- Opening Delimiter -

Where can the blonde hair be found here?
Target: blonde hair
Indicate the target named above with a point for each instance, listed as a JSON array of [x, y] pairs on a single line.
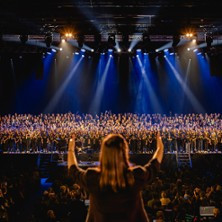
[[114, 163]]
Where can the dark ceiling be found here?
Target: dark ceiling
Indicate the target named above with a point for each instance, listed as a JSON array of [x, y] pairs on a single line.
[[120, 16]]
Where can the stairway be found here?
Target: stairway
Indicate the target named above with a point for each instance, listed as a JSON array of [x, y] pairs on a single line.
[[183, 159], [44, 164]]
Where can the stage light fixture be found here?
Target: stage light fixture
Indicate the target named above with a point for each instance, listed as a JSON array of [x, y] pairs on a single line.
[[111, 40], [189, 34], [23, 38], [80, 40], [208, 40], [48, 39], [176, 40]]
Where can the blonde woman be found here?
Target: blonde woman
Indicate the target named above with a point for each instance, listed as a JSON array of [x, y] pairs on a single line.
[[115, 186]]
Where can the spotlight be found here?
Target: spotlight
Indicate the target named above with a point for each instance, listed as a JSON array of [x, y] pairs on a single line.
[[189, 35], [111, 40], [146, 39], [23, 38], [176, 40], [208, 40], [80, 40], [48, 39], [68, 35], [110, 50]]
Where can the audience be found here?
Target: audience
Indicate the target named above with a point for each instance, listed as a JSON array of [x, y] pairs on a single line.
[[50, 132]]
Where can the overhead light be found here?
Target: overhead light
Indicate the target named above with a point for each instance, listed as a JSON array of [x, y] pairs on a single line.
[[48, 39], [111, 40], [23, 38], [208, 40], [80, 40], [176, 40]]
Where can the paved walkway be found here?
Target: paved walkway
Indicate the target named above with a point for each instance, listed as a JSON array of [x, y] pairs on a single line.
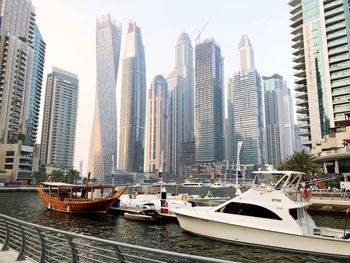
[[10, 256]]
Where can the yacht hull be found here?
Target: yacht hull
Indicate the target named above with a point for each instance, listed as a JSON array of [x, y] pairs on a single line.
[[254, 236]]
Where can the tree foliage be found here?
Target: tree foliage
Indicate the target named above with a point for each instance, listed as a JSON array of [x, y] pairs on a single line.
[[300, 162]]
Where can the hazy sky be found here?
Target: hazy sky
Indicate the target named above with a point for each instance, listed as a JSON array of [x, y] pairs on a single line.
[[69, 30]]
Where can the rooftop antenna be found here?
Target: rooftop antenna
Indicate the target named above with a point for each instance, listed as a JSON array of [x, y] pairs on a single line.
[[198, 39]]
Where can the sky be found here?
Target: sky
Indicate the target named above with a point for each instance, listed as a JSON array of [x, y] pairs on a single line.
[[69, 30]]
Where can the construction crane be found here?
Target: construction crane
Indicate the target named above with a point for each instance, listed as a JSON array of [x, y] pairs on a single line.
[[198, 39]]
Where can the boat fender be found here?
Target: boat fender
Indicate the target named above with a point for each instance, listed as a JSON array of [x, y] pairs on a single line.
[[346, 236], [305, 194]]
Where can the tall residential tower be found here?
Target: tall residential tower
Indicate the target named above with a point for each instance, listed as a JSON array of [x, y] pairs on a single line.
[[133, 102], [156, 126], [321, 40], [209, 114], [247, 106], [59, 120], [103, 143]]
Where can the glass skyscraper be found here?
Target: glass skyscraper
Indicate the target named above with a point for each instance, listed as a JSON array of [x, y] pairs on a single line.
[[156, 125], [321, 40], [176, 122], [279, 119], [59, 120], [35, 89], [209, 114], [103, 143], [133, 102], [247, 107], [22, 57]]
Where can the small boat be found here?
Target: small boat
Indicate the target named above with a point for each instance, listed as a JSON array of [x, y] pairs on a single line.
[[270, 215], [145, 213], [192, 184], [70, 198]]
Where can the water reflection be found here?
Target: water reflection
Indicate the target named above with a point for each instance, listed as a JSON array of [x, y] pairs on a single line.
[[169, 236]]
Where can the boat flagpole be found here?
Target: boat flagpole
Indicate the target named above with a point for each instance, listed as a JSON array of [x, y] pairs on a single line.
[[113, 169], [239, 146], [161, 170]]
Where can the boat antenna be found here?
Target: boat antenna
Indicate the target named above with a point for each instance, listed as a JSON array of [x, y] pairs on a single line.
[[239, 146], [161, 170], [346, 221]]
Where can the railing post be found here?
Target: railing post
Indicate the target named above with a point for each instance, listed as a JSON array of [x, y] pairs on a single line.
[[119, 254], [72, 249], [23, 245], [5, 246], [42, 243]]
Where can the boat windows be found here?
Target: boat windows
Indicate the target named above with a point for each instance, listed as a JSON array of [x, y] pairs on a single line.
[[248, 210], [294, 213]]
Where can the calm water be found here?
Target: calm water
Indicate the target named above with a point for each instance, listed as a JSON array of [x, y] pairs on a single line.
[[169, 236]]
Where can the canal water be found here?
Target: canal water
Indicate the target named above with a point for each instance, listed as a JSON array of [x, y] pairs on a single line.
[[168, 236]]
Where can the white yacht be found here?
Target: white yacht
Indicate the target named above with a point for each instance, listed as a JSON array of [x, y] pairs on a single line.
[[268, 214], [192, 184]]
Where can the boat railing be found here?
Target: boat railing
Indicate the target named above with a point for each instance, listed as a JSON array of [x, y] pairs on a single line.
[[44, 244]]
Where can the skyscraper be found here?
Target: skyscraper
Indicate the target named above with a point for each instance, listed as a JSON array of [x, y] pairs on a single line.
[[184, 66], [19, 75], [247, 106], [22, 52], [276, 117], [176, 122], [156, 125], [35, 89], [209, 114], [103, 143], [320, 35], [133, 100], [59, 120]]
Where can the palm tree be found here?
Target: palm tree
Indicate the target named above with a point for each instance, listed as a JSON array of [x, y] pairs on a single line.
[[300, 162]]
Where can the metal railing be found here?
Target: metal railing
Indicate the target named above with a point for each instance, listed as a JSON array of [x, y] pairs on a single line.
[[45, 244]]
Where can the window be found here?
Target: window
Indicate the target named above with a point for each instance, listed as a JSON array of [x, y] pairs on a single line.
[[248, 210]]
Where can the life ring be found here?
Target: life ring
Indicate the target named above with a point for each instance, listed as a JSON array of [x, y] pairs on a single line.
[[305, 194]]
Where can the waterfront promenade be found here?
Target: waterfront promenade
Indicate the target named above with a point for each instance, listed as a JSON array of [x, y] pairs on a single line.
[[10, 256]]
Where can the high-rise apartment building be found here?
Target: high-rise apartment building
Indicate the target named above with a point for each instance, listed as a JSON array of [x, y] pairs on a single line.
[[103, 143], [184, 66], [156, 125], [176, 123], [133, 102], [22, 50], [209, 114], [59, 119], [279, 119], [34, 97], [321, 40], [247, 107]]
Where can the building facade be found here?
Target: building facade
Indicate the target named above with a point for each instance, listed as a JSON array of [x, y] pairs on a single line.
[[59, 119], [209, 113], [320, 36], [176, 122], [20, 71], [133, 102], [156, 126], [247, 107], [34, 97], [279, 119], [103, 142], [184, 66]]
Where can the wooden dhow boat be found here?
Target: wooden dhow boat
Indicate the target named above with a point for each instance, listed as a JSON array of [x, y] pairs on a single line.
[[72, 198]]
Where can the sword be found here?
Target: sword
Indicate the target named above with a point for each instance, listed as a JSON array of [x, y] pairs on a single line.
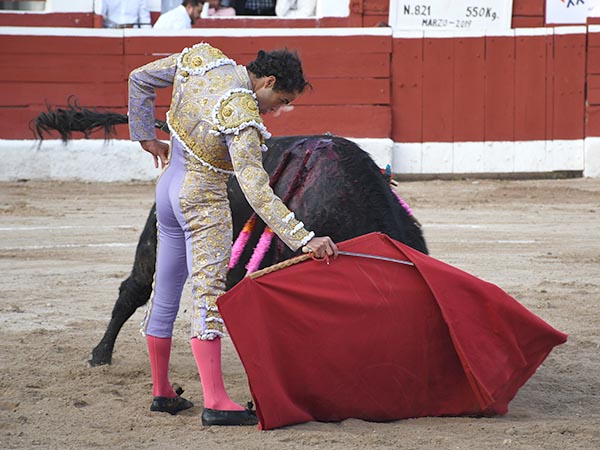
[[381, 258], [305, 256]]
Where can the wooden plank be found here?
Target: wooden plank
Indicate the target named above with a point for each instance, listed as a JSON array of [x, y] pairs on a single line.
[[593, 60], [376, 6], [593, 90], [407, 90], [69, 20], [529, 7], [469, 89], [594, 38], [592, 128], [527, 22], [316, 65], [376, 20], [344, 120], [499, 93], [438, 91], [530, 88], [347, 91], [569, 86], [329, 45], [62, 68], [61, 45], [550, 62], [56, 94]]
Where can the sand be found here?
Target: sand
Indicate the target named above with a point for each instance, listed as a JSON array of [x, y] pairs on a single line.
[[66, 246]]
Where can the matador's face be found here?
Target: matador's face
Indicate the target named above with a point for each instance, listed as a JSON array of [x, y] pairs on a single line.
[[269, 99]]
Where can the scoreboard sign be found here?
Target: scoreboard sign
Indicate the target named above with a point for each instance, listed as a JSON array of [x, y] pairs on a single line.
[[453, 15]]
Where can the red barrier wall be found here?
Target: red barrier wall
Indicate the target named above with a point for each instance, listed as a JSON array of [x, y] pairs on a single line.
[[494, 88], [350, 75], [526, 86]]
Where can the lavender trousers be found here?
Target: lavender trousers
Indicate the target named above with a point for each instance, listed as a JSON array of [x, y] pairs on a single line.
[[194, 237]]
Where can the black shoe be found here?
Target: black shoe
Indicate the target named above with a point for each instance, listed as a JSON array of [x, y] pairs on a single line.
[[170, 405], [218, 417]]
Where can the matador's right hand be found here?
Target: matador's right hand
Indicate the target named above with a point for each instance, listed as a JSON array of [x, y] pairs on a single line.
[[158, 150], [321, 247]]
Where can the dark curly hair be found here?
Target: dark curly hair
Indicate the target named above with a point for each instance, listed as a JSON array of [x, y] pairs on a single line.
[[284, 65]]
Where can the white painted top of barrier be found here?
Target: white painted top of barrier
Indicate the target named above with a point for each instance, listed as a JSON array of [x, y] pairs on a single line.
[[200, 32], [545, 31]]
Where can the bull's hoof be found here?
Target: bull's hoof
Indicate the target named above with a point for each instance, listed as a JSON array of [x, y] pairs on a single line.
[[100, 358]]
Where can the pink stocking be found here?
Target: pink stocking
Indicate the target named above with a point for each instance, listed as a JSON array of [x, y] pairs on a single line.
[[160, 353], [208, 359]]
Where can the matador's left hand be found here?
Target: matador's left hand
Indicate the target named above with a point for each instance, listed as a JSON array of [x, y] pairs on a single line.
[[158, 150]]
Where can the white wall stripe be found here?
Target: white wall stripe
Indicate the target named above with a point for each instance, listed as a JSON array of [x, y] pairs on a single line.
[[49, 247], [121, 160], [69, 227], [198, 32]]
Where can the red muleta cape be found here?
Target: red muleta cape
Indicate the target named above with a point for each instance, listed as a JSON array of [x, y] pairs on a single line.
[[379, 341]]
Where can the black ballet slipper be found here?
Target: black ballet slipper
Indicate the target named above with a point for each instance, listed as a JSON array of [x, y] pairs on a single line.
[[219, 417], [171, 405]]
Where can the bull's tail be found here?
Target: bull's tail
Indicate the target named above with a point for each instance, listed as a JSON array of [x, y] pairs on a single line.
[[74, 118]]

- Closing Delimiter -

• [Exercise description]
An exact copy of the lines above, from the one containing "Target: white wall stripe" through the one containing "Target: red muleta cape", is the whole of the answer.

• [Task result]
Target: white wall stripe
Indicate the target named above with a point for each instance, listed as a JSON array of [x, y] pairs on a single line.
[[49, 247], [121, 160], [69, 227], [198, 32]]
Where can the red muleta cape be found here?
Target: red muleta cape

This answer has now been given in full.